:: Supplied entries ::
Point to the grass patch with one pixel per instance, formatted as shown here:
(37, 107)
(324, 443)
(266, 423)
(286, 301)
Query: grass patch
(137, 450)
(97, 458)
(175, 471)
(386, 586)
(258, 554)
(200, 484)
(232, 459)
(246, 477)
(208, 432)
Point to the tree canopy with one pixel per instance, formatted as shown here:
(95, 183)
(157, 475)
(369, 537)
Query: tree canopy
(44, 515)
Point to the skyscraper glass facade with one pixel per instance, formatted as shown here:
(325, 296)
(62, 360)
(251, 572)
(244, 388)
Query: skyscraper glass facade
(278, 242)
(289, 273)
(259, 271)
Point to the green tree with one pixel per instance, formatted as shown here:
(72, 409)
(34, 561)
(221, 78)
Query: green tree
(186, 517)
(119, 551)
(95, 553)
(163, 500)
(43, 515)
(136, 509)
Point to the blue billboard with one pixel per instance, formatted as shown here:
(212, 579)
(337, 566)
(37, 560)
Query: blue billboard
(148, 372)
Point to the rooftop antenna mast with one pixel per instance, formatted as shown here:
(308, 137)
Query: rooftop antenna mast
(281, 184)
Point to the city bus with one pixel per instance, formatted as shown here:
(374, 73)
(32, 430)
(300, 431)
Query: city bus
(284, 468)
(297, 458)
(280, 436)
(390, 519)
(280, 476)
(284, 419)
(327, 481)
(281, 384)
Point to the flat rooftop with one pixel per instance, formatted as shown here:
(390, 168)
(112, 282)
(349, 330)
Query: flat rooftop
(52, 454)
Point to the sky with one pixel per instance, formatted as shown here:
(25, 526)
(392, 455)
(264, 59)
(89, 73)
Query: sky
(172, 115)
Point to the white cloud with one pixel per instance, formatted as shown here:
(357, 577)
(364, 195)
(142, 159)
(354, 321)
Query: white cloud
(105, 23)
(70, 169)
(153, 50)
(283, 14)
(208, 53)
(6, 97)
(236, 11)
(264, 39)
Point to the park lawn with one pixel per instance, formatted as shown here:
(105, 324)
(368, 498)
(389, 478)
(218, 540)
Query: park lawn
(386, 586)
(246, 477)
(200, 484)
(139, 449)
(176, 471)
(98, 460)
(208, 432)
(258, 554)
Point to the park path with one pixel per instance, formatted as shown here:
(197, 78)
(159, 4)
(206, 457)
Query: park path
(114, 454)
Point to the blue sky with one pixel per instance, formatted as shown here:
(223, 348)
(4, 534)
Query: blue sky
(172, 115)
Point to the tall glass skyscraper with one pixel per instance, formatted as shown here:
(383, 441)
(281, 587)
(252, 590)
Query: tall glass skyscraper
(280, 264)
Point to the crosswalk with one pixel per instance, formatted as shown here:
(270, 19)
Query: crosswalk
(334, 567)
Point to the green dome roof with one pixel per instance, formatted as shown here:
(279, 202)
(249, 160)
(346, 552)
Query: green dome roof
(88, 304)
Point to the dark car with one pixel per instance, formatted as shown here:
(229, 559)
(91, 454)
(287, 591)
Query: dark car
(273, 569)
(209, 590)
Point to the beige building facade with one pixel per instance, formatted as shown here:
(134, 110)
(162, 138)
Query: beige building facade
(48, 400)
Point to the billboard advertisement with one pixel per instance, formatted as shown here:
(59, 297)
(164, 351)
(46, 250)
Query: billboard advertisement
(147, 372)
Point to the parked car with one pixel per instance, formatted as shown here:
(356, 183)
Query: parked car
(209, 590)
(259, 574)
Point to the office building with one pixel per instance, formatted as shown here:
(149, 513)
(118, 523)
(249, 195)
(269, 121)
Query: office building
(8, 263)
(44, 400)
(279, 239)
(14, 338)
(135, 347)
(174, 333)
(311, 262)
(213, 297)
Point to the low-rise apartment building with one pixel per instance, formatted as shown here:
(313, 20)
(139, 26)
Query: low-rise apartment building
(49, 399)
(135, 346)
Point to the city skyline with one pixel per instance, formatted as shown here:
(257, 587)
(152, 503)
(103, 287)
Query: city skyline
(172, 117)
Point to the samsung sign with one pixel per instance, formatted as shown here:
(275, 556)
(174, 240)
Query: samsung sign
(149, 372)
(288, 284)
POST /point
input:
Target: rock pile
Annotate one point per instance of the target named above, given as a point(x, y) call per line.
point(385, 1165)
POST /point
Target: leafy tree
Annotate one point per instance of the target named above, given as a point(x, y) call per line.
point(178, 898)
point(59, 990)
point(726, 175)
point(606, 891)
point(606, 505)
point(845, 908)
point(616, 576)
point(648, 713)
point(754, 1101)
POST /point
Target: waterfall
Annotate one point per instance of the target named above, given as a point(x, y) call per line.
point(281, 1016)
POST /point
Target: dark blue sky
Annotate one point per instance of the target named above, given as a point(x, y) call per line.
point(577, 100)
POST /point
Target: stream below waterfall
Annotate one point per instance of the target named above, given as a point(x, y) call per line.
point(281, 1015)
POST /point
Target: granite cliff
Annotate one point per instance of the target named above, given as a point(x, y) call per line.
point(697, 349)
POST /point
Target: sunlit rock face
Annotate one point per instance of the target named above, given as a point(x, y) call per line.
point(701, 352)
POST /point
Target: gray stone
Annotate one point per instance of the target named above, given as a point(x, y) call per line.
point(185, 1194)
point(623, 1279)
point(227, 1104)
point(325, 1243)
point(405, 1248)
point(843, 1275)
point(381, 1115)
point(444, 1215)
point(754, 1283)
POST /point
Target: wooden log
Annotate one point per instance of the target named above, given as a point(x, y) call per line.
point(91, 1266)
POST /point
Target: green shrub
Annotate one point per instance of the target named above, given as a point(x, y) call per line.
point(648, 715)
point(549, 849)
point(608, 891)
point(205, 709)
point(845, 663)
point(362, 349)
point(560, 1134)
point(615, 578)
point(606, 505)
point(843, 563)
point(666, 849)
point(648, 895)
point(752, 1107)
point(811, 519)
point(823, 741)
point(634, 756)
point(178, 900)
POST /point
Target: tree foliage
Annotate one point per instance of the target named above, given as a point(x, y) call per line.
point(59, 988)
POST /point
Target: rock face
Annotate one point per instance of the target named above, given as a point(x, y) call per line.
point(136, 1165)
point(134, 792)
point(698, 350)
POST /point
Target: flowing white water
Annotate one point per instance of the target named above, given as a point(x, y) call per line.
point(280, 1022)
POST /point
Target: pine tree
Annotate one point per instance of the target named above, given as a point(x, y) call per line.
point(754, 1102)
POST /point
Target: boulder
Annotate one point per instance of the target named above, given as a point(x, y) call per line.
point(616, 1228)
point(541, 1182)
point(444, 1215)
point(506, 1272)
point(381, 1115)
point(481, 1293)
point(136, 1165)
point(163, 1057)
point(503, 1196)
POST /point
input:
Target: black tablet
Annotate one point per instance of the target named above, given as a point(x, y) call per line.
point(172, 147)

:: Directions ::
Return all of the lines above exactly, with none omitted.

:: Solution ::
Point to the grass patch with one pixel per instance, formatted as shown here:
(37, 107)
(324, 443)
(266, 423)
(286, 301)
Query: grass patch
(137, 450)
(97, 458)
(175, 471)
(386, 586)
(258, 554)
(200, 484)
(232, 459)
(246, 477)
(208, 432)
Point to the tree canopy with one pixel per instance, formatted as shown here:
(95, 183)
(157, 475)
(369, 537)
Query: tree canopy
(44, 515)
Point to the skyscraper glass facade with one pixel per instance, formatted as shown here:
(325, 296)
(62, 360)
(251, 572)
(244, 388)
Query: skyscraper glass facade
(278, 242)
(289, 273)
(259, 271)
Point to the green tree with one pixel per instance, formatted as shown here:
(72, 409)
(34, 561)
(221, 78)
Query: green tree
(186, 517)
(119, 551)
(95, 553)
(163, 500)
(43, 515)
(136, 509)
Point to the blue billboard with one pixel per instance, formatted as shown here:
(212, 579)
(337, 566)
(37, 560)
Query: blue billboard
(148, 372)
Point to the rooftop antenna mast with one pixel per instance, formatted as shown here:
(308, 137)
Query: rooftop antenna mast
(281, 184)
Point to the city bus with one pixel per instance, formatted as shown here:
(374, 73)
(32, 430)
(300, 431)
Query: city bus
(284, 468)
(297, 458)
(280, 436)
(390, 519)
(280, 476)
(284, 419)
(327, 481)
(281, 384)
Point to the flat rooftop with one pixel per instance, formatted as shown here:
(390, 168)
(112, 282)
(349, 330)
Query: flat rooftop
(52, 454)
Point to the sky with one pixel per instance, formatted as shown here:
(25, 526)
(392, 455)
(264, 59)
(89, 73)
Query: sky
(172, 115)
Point to the white cloud with one pixel per instance, formatted as shown here:
(357, 577)
(364, 195)
(142, 159)
(354, 321)
Query: white cloud
(105, 23)
(70, 169)
(153, 50)
(283, 14)
(208, 53)
(6, 97)
(236, 11)
(264, 39)
Point to the park lawn with one pixel per instance, formatted as shown here:
(105, 324)
(368, 498)
(389, 478)
(218, 540)
Query: park lawn
(386, 586)
(246, 477)
(200, 484)
(139, 449)
(176, 471)
(98, 460)
(208, 432)
(258, 554)
Point to the park path with one pixel per instance, formatted as shown here:
(197, 78)
(159, 4)
(206, 457)
Query: park path
(114, 454)
Point to the blue sky with one pixel per instance, formatted as shown here:
(223, 348)
(4, 534)
Query: blue sky
(172, 115)
Point to the tall glass skyscraper with one pixel per instance, formatted as shown here:
(383, 441)
(281, 587)
(252, 590)
Query: tall glass skyscraper
(280, 264)
Point to the crosswalk with one pixel per instance, formatted as shown here:
(270, 19)
Query: crosswalk
(334, 567)
Point to the green dome roof with one pixel per instance, formatted as shown here:
(279, 202)
(249, 160)
(346, 552)
Query: green dome roof
(88, 304)
Point to the dark car with one pixel per instance, formatted as shown here:
(229, 559)
(91, 454)
(287, 591)
Query: dark car
(273, 569)
(209, 590)
Point to the beige building facade with one pixel per instance, formatted as shown here:
(134, 110)
(162, 138)
Query: beige building facade
(48, 400)
Point to the billboard advertisement with one pixel per instance, formatted as shown here:
(59, 297)
(164, 351)
(46, 250)
Query: billboard advertisement
(147, 372)
Point to the parked car with one pixel per instance, formatted as shown here:
(356, 183)
Query: parked car
(209, 590)
(259, 574)
Point to the office building with one pixel per instance, formatted as shown here:
(149, 513)
(118, 523)
(249, 195)
(269, 121)
Query: office building
(8, 263)
(44, 400)
(279, 239)
(14, 338)
(135, 347)
(174, 333)
(311, 262)
(213, 297)
Point to the low-rise apartment building with one pixel per instance, formatted as shown here:
(313, 20)
(139, 26)
Query: low-rise apartment building
(49, 399)
(135, 346)
Point to the city skyline with one pixel per instance, formatted as shown here:
(257, 587)
(152, 503)
(103, 287)
Query: city skyline
(172, 117)
Point to the samsung sign with one pixel per instance, formatted as shown here:
(275, 556)
(174, 240)
Query: samsung sign
(149, 372)
(288, 284)
POST /point
input:
Target: rock pile
Annotate one point per instance of the target named above, given as a point(x, y) call per line.
point(385, 1165)
POST /point
Target: leafy tree
Annotate one point per instance of the target named above, given as a point(x, y) call per line.
point(178, 898)
point(59, 990)
point(726, 175)
point(606, 891)
point(606, 505)
point(845, 908)
point(616, 576)
point(648, 713)
point(754, 1101)
POST /point
Target: waterfall
Annotate one point per instance of the target named above, given as a point(x, y) call per line.
point(281, 1016)
POST /point
Target: dark blue sky
Annotate one point per instance of the target named above, given as a point(x, y) call per line.
point(577, 100)
POST /point
Target: stream below waterfall
Annotate one point per instance of the target named above, given as a point(x, y) call per line.
point(281, 1015)
POST /point
Target: granite cliff
Annotate one point per instance of the target named above, given as a point(x, y) call per line.
point(697, 349)
POST /point
Target: sunlit rock face
Annotate one point per instance of the target named above, given as a point(x, y) call per line.
point(701, 352)
POST /point
Target: gray stone
Annotate one point per instance of the target named above, given as a point(x, y) call per line.
point(185, 1194)
point(623, 1279)
point(227, 1104)
point(325, 1243)
point(405, 1248)
point(843, 1275)
point(381, 1115)
point(444, 1215)
point(754, 1283)
POST /point
Target: wooden log
Annotate one point per instance of the target named above, given as a point(x, y) call per line.
point(91, 1266)
POST /point
Target: green shrub
Annotate one point per instance of the target named above, given as a point(x, y) call per line.
point(648, 715)
point(549, 849)
point(608, 891)
point(205, 709)
point(845, 663)
point(362, 349)
point(560, 1134)
point(615, 578)
point(606, 505)
point(843, 563)
point(666, 849)
point(648, 895)
point(752, 1107)
point(811, 519)
point(823, 741)
point(634, 756)
point(178, 900)
POST /point
Target: tree foliage
Annotate one point per instance of the target named above, given as a point(x, y) call per line.
point(59, 988)
POST /point
Target: rock face
Annotate one point per instance of the target named above, given as a point(x, y) call per line.
point(136, 1165)
point(134, 792)
point(698, 350)
POST /point
Target: flowing white water
Annotate one point per instance of the target named above, given as a point(x, y) call per line.
point(280, 1022)
POST /point
Target: pine tree
Annotate one point per instance of the target named above, given as a point(x, y) call per line.
point(754, 1102)
POST /point
Target: boulder
Annotate one point per instance of the target named above, given as a point(x, y) call per line.
point(616, 1228)
point(541, 1182)
point(444, 1215)
point(506, 1272)
point(381, 1115)
point(481, 1293)
point(136, 1165)
point(163, 1057)
point(503, 1196)
POST /point
input:
Target: black tablet
Annotate one point per instance of the target named above, given as a point(x, y) call per line.
point(172, 147)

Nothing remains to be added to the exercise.